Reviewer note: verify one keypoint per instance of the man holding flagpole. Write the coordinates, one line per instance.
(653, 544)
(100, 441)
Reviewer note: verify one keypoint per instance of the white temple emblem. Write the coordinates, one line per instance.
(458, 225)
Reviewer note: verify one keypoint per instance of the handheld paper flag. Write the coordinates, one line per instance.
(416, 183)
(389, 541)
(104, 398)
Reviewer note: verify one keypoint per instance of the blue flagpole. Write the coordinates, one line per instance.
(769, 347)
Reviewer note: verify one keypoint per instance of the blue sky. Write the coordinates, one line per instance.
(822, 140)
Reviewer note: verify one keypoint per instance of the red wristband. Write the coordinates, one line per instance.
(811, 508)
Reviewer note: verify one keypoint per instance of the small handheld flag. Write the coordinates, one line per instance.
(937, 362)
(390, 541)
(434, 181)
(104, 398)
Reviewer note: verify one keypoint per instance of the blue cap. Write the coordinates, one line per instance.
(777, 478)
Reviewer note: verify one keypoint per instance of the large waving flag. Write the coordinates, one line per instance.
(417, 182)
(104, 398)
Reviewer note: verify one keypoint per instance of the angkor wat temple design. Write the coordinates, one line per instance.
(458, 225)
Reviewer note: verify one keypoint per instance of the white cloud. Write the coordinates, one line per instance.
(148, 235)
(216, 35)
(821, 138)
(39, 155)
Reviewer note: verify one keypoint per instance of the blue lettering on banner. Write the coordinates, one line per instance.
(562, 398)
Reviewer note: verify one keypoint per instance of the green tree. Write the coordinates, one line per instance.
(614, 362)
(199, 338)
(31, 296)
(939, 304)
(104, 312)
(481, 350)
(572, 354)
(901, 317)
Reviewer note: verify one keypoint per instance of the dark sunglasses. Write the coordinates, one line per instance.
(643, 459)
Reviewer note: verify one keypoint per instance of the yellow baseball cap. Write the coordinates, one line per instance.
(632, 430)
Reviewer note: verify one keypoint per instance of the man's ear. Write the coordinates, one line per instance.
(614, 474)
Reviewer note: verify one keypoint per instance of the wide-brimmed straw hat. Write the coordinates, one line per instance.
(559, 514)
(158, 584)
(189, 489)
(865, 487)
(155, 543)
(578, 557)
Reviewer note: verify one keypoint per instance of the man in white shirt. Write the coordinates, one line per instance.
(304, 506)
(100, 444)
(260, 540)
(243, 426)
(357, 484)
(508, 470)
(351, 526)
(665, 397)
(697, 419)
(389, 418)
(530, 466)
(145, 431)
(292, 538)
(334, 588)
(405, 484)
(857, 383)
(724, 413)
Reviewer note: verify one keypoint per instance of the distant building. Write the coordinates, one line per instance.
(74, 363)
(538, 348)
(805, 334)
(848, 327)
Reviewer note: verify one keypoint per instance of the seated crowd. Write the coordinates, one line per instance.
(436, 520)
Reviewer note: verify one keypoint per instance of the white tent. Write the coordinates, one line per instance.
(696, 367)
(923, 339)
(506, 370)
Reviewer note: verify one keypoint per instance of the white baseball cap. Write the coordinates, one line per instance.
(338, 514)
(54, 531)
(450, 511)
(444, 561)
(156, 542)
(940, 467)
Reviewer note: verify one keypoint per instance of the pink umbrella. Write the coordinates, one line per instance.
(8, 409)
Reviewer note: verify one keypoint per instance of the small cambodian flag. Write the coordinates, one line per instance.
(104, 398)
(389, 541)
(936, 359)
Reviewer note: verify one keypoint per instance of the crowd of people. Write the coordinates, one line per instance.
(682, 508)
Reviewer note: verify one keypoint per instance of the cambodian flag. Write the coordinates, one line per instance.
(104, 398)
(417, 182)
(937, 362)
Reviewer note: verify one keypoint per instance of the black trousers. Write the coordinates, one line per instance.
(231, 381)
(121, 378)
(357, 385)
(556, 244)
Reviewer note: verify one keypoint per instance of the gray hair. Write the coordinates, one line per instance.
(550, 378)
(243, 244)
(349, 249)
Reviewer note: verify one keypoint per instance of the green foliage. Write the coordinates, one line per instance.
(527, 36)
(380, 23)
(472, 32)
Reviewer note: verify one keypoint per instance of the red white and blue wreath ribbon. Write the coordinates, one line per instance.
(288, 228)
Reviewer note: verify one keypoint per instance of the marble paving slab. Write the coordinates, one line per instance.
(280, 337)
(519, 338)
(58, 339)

**WHAT IS NEEDED:**
Please extract exactly, and only, the lines from the line containing "Reviewer note: verify one keypoint per instance of the black" through the last line of the records.

**RESULT:**
Reviewer note: verify one keypoint per instance of the black trousers. Write the coordinates, one line per instance.
(231, 381)
(121, 378)
(357, 385)
(556, 244)
Reviewer note: verify one keypoint per instance of the gray hair. Write the coordinates, one line per instance.
(550, 378)
(243, 244)
(349, 249)
Reviewer note: verify one keypoint per instance of the green foliage. Write the coordinates, one line per instance.
(527, 36)
(380, 23)
(472, 32)
Reviewer note: verify one keypoint per instance of the red white and blue wreath ribbon. Write the coordinates, one line per instance.
(288, 228)
Reviewer note: verify one keypoint per instance of the marble paving slab. Write the coordinates, one line per instance.
(280, 337)
(519, 338)
(58, 339)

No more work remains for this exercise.